Task prompt - Output only the lines that run from the one with "Target: beige stucco wall" to the final line of the material, exactly as they are written.

--- Given records ---

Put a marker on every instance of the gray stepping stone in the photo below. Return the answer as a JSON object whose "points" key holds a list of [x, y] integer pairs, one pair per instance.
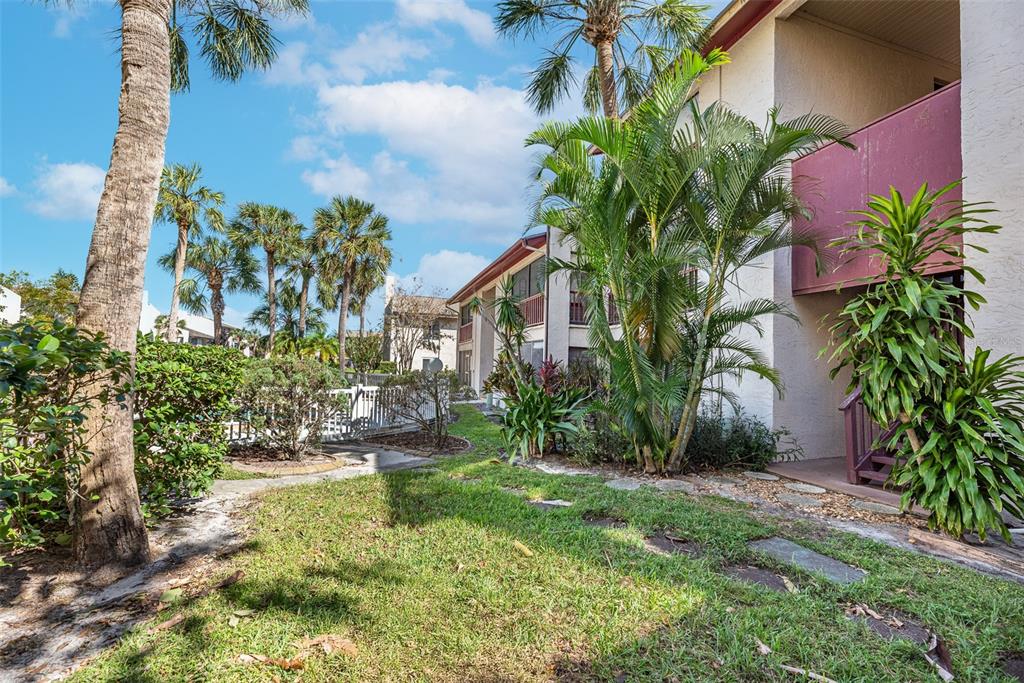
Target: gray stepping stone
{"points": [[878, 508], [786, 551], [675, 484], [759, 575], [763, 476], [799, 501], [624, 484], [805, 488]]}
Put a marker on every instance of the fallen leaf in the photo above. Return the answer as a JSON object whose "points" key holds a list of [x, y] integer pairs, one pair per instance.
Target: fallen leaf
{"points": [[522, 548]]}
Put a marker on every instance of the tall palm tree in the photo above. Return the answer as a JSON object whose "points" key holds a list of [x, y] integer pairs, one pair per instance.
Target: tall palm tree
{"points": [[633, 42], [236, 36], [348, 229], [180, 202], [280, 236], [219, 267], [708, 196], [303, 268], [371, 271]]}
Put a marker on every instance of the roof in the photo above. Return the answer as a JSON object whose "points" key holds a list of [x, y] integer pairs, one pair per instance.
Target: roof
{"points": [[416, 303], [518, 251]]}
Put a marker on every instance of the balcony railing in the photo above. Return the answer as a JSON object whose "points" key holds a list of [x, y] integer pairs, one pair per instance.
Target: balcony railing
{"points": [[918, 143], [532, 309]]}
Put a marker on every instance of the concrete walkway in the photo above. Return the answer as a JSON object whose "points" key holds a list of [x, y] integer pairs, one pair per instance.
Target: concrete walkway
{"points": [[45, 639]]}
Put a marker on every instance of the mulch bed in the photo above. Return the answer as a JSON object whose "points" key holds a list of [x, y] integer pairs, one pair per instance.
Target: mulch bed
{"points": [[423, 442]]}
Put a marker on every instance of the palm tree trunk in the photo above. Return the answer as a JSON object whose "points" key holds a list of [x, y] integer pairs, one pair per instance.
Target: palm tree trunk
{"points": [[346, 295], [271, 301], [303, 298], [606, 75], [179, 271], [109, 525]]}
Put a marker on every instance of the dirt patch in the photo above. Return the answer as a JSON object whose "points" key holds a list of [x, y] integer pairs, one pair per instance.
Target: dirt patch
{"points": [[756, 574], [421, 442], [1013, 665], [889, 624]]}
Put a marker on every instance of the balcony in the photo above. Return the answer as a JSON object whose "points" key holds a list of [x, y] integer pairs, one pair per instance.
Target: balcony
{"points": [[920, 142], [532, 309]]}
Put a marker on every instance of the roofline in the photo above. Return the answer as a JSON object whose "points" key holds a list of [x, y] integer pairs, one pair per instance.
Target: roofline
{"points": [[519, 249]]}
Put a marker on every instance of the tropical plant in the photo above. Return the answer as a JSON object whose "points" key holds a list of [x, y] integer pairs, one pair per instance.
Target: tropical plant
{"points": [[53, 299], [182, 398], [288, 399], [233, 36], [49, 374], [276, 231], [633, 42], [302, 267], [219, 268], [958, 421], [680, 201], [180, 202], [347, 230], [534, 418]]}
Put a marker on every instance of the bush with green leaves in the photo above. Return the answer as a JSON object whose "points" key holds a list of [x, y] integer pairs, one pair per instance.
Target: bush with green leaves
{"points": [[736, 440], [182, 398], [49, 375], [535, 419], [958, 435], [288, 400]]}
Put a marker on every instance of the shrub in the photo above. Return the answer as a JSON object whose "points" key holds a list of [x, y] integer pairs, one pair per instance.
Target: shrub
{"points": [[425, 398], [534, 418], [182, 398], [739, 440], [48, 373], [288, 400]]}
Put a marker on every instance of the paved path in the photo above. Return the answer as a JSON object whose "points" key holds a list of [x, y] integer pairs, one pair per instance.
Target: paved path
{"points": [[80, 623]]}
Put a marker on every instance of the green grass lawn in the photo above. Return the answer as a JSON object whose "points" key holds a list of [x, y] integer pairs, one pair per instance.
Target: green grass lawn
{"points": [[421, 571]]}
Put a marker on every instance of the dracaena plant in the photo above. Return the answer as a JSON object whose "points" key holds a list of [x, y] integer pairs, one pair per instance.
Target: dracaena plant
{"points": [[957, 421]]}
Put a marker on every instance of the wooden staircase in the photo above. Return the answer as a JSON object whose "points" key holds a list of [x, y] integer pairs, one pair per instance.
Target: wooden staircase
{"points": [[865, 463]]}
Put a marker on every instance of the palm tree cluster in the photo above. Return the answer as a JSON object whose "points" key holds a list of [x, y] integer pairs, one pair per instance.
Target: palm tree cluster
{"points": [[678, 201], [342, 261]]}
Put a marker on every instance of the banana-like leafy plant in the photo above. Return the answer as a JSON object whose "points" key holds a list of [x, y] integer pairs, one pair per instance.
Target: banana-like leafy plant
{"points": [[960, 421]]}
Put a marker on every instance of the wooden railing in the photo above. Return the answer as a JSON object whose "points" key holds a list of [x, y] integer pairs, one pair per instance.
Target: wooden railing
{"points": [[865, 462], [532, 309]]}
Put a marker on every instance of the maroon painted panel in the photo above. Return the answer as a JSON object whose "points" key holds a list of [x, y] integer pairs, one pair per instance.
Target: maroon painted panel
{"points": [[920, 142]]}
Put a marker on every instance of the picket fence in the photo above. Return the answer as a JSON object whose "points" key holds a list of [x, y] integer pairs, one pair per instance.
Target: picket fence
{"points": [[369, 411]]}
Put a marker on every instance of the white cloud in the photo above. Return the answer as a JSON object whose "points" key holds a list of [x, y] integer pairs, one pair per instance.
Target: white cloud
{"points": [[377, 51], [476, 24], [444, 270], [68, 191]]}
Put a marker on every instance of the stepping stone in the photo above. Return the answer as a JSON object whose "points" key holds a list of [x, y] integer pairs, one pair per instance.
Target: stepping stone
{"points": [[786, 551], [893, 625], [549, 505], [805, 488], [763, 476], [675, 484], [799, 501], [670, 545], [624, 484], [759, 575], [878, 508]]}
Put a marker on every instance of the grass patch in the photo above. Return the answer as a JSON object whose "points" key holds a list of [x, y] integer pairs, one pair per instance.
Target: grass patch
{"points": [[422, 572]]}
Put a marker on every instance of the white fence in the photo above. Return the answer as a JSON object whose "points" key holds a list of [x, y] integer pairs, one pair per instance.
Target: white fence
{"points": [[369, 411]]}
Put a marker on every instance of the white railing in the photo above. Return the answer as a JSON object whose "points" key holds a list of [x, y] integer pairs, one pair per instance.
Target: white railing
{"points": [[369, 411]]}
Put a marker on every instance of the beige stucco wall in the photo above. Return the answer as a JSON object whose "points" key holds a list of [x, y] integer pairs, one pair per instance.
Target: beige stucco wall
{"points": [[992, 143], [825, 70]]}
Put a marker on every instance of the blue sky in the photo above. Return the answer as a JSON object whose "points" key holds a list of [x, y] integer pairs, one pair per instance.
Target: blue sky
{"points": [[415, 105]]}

---

Exercise answer -
Target: beige stucco wall
{"points": [[992, 143], [825, 70]]}
Put a marker on every instance of the blue sky in the photo above. Return the answer as a JSON object whose "points" key holds a list of [x, y] integer pairs, one pair per instance.
Target: blue sky
{"points": [[415, 105]]}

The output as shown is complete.